* Goal of the exercise *
Lay out every line of the items below as a two-column Markdown table headed Row and Line, numbering each row and skipping blank lines.

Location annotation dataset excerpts
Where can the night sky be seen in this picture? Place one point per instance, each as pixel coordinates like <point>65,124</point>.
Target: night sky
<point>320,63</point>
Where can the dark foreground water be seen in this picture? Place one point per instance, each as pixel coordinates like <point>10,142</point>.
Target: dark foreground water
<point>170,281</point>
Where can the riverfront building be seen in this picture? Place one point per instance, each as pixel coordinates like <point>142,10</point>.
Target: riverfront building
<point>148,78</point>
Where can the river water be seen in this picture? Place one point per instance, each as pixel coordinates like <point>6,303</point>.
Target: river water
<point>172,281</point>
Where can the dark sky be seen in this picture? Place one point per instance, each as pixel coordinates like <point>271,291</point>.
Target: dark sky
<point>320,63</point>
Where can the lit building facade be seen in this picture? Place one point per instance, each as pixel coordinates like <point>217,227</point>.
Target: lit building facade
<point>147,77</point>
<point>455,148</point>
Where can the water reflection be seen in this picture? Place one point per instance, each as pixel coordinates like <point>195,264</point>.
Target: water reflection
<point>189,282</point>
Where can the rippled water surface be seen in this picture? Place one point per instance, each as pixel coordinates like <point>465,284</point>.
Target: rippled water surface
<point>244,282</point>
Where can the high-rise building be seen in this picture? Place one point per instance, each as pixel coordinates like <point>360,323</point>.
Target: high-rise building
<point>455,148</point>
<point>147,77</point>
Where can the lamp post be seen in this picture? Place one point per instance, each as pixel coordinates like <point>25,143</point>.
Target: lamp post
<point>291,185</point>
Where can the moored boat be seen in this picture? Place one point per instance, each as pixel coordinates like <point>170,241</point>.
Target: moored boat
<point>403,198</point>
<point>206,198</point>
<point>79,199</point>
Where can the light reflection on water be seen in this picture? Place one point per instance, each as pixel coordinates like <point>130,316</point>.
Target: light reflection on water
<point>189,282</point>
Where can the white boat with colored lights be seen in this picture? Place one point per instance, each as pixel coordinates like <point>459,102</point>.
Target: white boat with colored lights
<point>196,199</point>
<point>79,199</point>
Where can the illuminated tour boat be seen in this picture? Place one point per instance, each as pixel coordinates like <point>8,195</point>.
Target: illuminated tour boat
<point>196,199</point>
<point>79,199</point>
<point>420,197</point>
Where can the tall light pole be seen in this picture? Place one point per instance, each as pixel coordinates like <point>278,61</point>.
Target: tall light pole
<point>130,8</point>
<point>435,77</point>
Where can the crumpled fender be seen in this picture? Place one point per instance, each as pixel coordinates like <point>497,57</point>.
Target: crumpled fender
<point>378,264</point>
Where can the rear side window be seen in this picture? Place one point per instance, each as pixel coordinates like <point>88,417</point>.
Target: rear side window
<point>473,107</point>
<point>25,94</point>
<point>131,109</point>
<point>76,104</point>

* Result of the exercise *
| Row | Line |
|---|---|
| 1 | Where can the night sky be seen in this picture? Place one point per instance, each as pixel coordinates like <point>65,124</point>. |
| 2 | Target: night sky |
| 3 | <point>320,63</point> |
| 4 | Where can the dark foreground water be seen in this picture? Place one point per instance, each as pixel coordinates like <point>10,142</point>. |
| 5 | Target: dark foreground water |
| 6 | <point>170,281</point> |
| 7 | Where can the riverfront building be seen in this picture? Place one point per instance, each as pixel coordinates like <point>142,10</point>. |
| 8 | Target: riverfront building |
| 9 | <point>148,78</point> |
| 10 | Where can the river water be seen in this picture? Place one point per instance, each as pixel coordinates like <point>6,303</point>. |
| 11 | Target: river water |
| 12 | <point>172,281</point> |
| 13 | Where can the dark sky be seen in this picture? Place one point per instance, each as pixel coordinates like <point>271,291</point>. |
| 14 | Target: dark sky |
| 15 | <point>320,63</point> |
| 16 | Where can the lit building facade be seen in this picture? Place one point per instance, each as pixel coordinates like <point>217,227</point>. |
| 17 | Target: lit building facade |
| 18 | <point>147,77</point> |
| 19 | <point>455,148</point> |
| 20 | Where can the water reflection be seen in this picture? Place one point per instance, each as pixel coordinates like <point>195,264</point>. |
| 21 | Target: water reflection |
| 22 | <point>189,282</point> |
| 23 | Where can the rippled water surface be seen in this picture? Place one point per instance, each as pixel coordinates like <point>465,284</point>. |
| 24 | Target: rippled water surface |
| 25 | <point>244,282</point> |
| 26 | Where can the high-rise building be seen in this picture? Place one point per instance, each as pixel coordinates like <point>360,323</point>. |
| 27 | Target: high-rise building |
| 28 | <point>455,148</point> |
| 29 | <point>147,77</point> |
| 30 | Where can the lamp post be seen in this picture? Place one point per instance, each as pixel coordinates like <point>25,143</point>. |
| 31 | Target: lamp post |
| 32 | <point>291,185</point> |
| 33 | Where can the moored boat be seen in this picture? Place one point per instance, each as pixel coordinates like <point>170,241</point>. |
| 34 | Target: moored boat |
| 35 | <point>403,198</point> |
| 36 | <point>206,198</point> |
| 37 | <point>79,199</point> |
| 38 | Where can the light reflection on water be seen in this picture? Place one point per instance, each as pixel coordinates like <point>130,316</point>. |
| 39 | Target: light reflection on water |
| 40 | <point>189,282</point> |
| 41 | Where can the white boat with colored lights be seen in this picture? Place one point per instance, each as pixel coordinates like <point>459,102</point>. |
| 42 | Target: white boat with colored lights |
| 43 | <point>196,199</point> |
| 44 | <point>79,199</point> |
| 45 | Where can the illuminated tour boat be seen in this picture? Place one point per instance, each as pixel coordinates like <point>8,195</point>. |
| 46 | Target: illuminated tour boat |
| 47 | <point>196,199</point> |
| 48 | <point>79,199</point> |
| 49 | <point>420,197</point> |
| 50 | Where can the tall light pole be seen in this picture? Place one point per instance, each as pixel coordinates like <point>278,61</point>. |
| 51 | Target: tall light pole |
| 52 | <point>130,8</point> |
| 53 | <point>435,77</point> |
| 54 | Where can the crumpled fender be seen in this picture? Place one point per instance, each as pixel coordinates like <point>497,57</point>. |
| 55 | Target: crumpled fender |
| 56 | <point>378,264</point> |
| 57 | Where can the rear side window be seen in this picture? Place one point per instance, each as pixel coordinates like <point>88,417</point>. |
| 58 | Target: rear side window |
| 59 | <point>473,107</point> |
| 60 | <point>25,94</point> |
| 61 | <point>131,109</point> |
| 62 | <point>76,104</point> |